[Exercise directions]:
Each record below should be repeated precisely as written.

[Dataset entries]:
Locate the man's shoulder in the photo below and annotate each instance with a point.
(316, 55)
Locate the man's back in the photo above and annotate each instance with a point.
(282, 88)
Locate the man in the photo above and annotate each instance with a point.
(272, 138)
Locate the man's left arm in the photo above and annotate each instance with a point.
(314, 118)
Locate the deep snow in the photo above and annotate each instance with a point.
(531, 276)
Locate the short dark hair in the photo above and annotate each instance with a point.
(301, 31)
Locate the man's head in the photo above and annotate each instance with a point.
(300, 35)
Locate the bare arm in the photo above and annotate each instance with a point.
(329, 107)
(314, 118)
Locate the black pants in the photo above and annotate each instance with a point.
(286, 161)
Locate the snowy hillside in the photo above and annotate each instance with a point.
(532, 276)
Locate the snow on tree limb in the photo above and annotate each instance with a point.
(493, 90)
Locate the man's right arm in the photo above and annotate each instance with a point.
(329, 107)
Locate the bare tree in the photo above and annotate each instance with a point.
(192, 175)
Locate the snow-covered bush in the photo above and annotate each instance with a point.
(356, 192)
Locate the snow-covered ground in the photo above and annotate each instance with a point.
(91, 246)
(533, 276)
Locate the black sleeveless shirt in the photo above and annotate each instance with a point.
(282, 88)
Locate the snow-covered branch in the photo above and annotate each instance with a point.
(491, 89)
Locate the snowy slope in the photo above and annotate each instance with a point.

[Correct answer]:
Locate the man's shoulder in the photo below and annotate each instance with a point.
(316, 55)
Locate the man's back in the photo above and annotate each instance with a point.
(282, 88)
Locate the man in the photo above and annotate each instance with a point.
(272, 138)
Locate the man's left arm in the photo above and annotate each instance with a point.
(314, 118)
Locate the deep snow in the photo above and annotate each instance with a point.
(531, 276)
Locate the short dark hair in the photo above and annotate each instance with a point.
(301, 31)
Locate the man's head in the photo above and annotate each instance with a point.
(300, 35)
Locate the bare arm in the photo above and annotate each instance with a point.
(329, 107)
(314, 118)
Locate the black pants in the photo above and annotate each instance with a point.
(286, 161)
Locate the snowy hillside in the photo above and annotate each instance with a point.
(532, 276)
Locate the snow on tree limb in the photo above and annotate each instance with a point.
(493, 90)
Locate the man's right arm in the photo above and annotate each instance with a point.
(329, 107)
Locate the bare tree in the photo above and annotate each instance with a point.
(192, 175)
Locate the snow-covered bush in the photo above and annotate each instance with a point.
(356, 192)
Locate the snow-covered ground in the photo above and annotate each instance with a point.
(91, 246)
(533, 276)
Locate the black sleeveless shirt in the photo above and annotate each instance with a point.
(282, 88)
Locate the snow-covered branch in the photo above and annotate each instance with a point.
(491, 89)
Locate the snowy slope in the photo above and annotate each instance with a point.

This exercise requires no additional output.